### Written task
Render each line of the listing below as a JSON array of strings, one string per line, with any blank lines omitted.

### Given records
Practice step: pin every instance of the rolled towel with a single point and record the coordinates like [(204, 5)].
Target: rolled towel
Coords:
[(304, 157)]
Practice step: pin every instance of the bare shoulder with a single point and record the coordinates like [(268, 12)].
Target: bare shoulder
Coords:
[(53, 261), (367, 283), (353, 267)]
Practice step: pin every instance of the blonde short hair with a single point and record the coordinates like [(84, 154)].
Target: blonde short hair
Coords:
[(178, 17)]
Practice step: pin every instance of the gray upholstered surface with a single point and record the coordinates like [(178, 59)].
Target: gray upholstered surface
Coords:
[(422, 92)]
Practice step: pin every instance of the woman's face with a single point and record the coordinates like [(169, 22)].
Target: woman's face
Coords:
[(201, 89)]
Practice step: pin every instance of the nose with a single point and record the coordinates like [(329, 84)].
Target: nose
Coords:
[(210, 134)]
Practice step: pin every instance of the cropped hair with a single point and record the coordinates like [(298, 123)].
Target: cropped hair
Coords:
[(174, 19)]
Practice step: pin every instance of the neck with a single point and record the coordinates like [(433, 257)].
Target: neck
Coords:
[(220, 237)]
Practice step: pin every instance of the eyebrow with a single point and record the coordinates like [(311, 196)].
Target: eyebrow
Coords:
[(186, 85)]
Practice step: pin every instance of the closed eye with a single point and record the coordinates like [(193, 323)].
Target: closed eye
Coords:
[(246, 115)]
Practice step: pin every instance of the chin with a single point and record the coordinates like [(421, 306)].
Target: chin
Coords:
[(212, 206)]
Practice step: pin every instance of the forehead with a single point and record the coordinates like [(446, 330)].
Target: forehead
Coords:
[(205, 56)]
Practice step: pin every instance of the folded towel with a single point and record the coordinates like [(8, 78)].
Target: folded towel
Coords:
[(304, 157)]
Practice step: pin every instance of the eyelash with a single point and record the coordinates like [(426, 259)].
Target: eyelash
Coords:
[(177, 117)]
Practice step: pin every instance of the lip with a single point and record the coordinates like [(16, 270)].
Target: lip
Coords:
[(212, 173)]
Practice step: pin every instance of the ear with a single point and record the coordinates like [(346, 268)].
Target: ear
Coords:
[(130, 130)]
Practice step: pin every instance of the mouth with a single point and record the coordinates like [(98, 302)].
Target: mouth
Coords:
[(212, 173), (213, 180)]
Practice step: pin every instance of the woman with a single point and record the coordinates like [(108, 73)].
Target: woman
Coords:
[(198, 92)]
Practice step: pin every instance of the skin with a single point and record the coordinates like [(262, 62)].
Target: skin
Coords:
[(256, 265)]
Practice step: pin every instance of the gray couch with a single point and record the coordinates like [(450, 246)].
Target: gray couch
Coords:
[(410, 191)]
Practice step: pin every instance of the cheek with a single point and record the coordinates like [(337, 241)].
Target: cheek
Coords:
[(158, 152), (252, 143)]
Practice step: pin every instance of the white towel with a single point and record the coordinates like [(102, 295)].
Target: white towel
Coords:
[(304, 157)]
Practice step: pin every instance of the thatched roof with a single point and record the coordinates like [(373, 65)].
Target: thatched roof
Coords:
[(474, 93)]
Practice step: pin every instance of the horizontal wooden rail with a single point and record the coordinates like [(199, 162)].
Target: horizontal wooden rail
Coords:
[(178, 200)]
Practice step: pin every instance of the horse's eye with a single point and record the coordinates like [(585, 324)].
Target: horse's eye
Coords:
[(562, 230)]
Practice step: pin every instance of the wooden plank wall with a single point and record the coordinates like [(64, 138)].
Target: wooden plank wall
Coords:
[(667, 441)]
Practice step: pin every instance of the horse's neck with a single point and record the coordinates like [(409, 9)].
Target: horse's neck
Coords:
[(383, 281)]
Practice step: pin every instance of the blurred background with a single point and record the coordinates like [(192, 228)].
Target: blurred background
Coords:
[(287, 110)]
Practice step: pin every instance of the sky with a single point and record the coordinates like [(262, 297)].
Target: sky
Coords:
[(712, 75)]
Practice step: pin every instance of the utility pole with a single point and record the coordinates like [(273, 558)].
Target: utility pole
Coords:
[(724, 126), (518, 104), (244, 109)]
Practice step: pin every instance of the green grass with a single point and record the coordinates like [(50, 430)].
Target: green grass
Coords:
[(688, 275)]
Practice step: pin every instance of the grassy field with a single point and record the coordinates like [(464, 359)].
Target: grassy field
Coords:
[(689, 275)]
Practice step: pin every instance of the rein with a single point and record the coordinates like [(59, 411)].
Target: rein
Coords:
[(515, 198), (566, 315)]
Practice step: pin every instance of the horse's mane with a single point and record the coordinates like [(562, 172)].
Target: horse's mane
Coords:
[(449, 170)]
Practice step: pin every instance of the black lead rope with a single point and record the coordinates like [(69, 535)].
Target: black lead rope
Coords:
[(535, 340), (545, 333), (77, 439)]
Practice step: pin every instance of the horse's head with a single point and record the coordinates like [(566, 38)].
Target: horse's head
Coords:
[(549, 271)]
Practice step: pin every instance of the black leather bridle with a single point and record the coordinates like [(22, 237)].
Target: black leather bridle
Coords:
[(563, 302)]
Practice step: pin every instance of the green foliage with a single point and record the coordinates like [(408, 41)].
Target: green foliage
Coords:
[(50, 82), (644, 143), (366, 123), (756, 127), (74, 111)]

### Written answer
[
  "Practice step: pin every instance of the rolled towel with a single point and record the coordinates like [(204, 5)].",
  "Target: rolled towel",
  "Coords:",
  "[(304, 157)]",
  "Practice step: pin every instance of the bare shoulder with a single point and record the coordinates like [(268, 12)].",
  "Target: bare shoulder",
  "Coords:",
  "[(53, 261), (367, 283), (353, 267)]",
  "Practice step: pin every instance of the blonde short hair with a single point and record the coordinates like [(84, 154)].",
  "Target: blonde short hair",
  "Coords:",
  "[(178, 17)]",
  "Practice step: pin every instance of the gray upholstered surface with a single point and record the coordinates like [(178, 59)].",
  "Target: gray upholstered surface",
  "Coords:",
  "[(422, 92)]",
  "Practice step: pin every instance of the woman's face with a single point and record the coordinates like [(169, 22)].",
  "Target: woman's face",
  "Coords:",
  "[(201, 89)]",
  "Practice step: pin every instance of the nose with a single point and record the coordinates like [(329, 84)].",
  "Target: nose",
  "Coords:",
  "[(210, 134)]",
  "Practice step: pin every instance of the cropped hair with a single point and record the coordinates like [(298, 123)].",
  "Target: cropped hair",
  "Coords:",
  "[(174, 19)]",
  "Practice step: pin every instance of the neck with a single point and record the coordinates like [(433, 257)].",
  "Target: neck",
  "Coords:",
  "[(220, 237)]",
  "Practice step: pin every instance of the eyebrow with a single point and record the coordinates like [(311, 196)].",
  "Target: eyebrow",
  "Coords:",
  "[(186, 85)]",
  "Practice step: pin every instance of the closed eye with a single point and record the coordinates like [(193, 323)].",
  "Target: closed eye",
  "Coords:",
  "[(246, 115)]",
  "Practice step: pin every instance of the chin with a single point and record the coordinates like [(421, 306)].",
  "Target: chin",
  "Coords:",
  "[(212, 206)]",
  "Practice step: pin every instance of the forehead with a single point and record the coordinates like [(446, 330)].",
  "Target: forehead",
  "Coords:",
  "[(205, 56)]",
  "Practice step: pin every instance of the folded towel with a single point and record the coordinates like [(8, 78)].",
  "Target: folded towel",
  "Coords:",
  "[(304, 157)]",
  "Practice step: pin every instance of the eyelash with a single point and record the coordinates like [(426, 259)].",
  "Target: eyelash",
  "Coords:",
  "[(177, 117)]",
  "Practice step: pin every instance of the lip with a single point and record the coordinates like [(16, 270)].",
  "Target: lip",
  "Coords:",
  "[(212, 173)]",
  "Practice step: pin every instance of the ear with a single point and record the coordinates like [(346, 268)].",
  "Target: ear",
  "Coords:",
  "[(130, 130)]",
  "Practice step: pin every instance of the mouth with a single point and record the coordinates like [(98, 302)].",
  "Target: mouth",
  "Coords:",
  "[(212, 173), (213, 180)]",
  "Practice step: pin every instance of the woman with a single point and record the coordinates like [(108, 73)].",
  "Target: woman",
  "Coords:",
  "[(198, 92)]",
  "Practice step: pin every instance of the skin with a single point and record the coordinates like [(262, 62)].",
  "Target: skin",
  "Coords:",
  "[(256, 265)]",
  "Practice step: pin every instance of the gray couch with a single point and record the coordinates like [(450, 246)].",
  "Target: gray couch",
  "Coords:",
  "[(410, 191)]",
  "Practice step: pin every instance of the cheek with a single point and record the coordinates like [(337, 241)].",
  "Target: cheek",
  "Coords:",
  "[(158, 152), (252, 143)]",
  "Practice step: pin every instance of the white towel with a single point and record the coordinates like [(102, 295)].",
  "Target: white towel",
  "Coords:",
  "[(304, 157)]",
  "Practice step: pin every instance of the thatched roof with a single point and record the coordinates like [(373, 65)].",
  "Target: thatched roof",
  "Coords:",
  "[(474, 93)]",
  "Practice step: pin every instance of the horizontal wooden rail with a single point and record the coordinates like [(199, 162)].",
  "Target: horizontal wooden rail",
  "Coords:",
  "[(178, 200)]",
  "Practice step: pin every instance of the horse's eye with a single point and record the coordinates like [(585, 324)].",
  "Target: horse's eye",
  "Coords:",
  "[(562, 230)]",
  "Practice step: pin every instance of the wooden plank wall with a single point and record the coordinates like [(64, 138)].",
  "Target: wooden plank wall",
  "Coords:",
  "[(667, 441)]",
  "Practice step: pin every instance of the horse's neck with a single point and record the coordinates like [(409, 9)].",
  "Target: horse's neck",
  "Coords:",
  "[(383, 281)]",
  "Practice step: pin every instance of the blurred background with a single point and record the coordinates like [(192, 228)].",
  "Target: blurred background",
  "Coords:",
  "[(287, 110)]",
  "Practice step: pin every instance of the sky with a single point and record the coordinates like [(262, 297)].",
  "Target: sky",
  "Coords:",
  "[(712, 75)]",
  "Practice step: pin every instance of the utility pole with a single point and record the coordinates like [(273, 558)].",
  "Target: utility pole",
  "Coords:",
  "[(724, 126), (518, 104), (244, 109)]",
  "Practice step: pin every instance of the green grass with a single point and record the coordinates like [(50, 430)].",
  "Target: green grass",
  "Coords:",
  "[(688, 275)]",
  "Practice step: pin every instance of the grassy field with a single point and record the coordinates like [(464, 359)].",
  "Target: grassy field",
  "Coords:",
  "[(689, 275)]",
  "Practice step: pin every instance of the rein with a single point and record the coordinates like [(59, 411)].",
  "Target: rein",
  "Coords:",
  "[(515, 198), (566, 315)]",
  "Practice step: pin every instance of the horse's mane with a single point and record the coordinates like [(562, 172)].",
  "Target: horse's mane",
  "Coords:",
  "[(449, 170)]",
  "Practice step: pin every instance of the black lead rope with a single point and record the coordinates like [(69, 535)].",
  "Target: black lead rope",
  "Coords:",
  "[(535, 340), (545, 333), (77, 439)]",
  "Practice step: pin every instance of the horse's head with a single point and record the coordinates like [(566, 38)].",
  "Target: horse's head",
  "Coords:",
  "[(549, 271)]",
  "Practice step: pin every instance of the black leather bridle with a single point and record the coordinates like [(22, 237)].",
  "Target: black leather bridle",
  "Coords:",
  "[(563, 302)]",
  "Practice step: pin every instance of the green foliage with a single point and record the coordinates like [(408, 41)].",
  "Target: green foliage",
  "Coords:",
  "[(50, 82), (644, 143), (366, 123), (756, 127), (74, 111)]"
]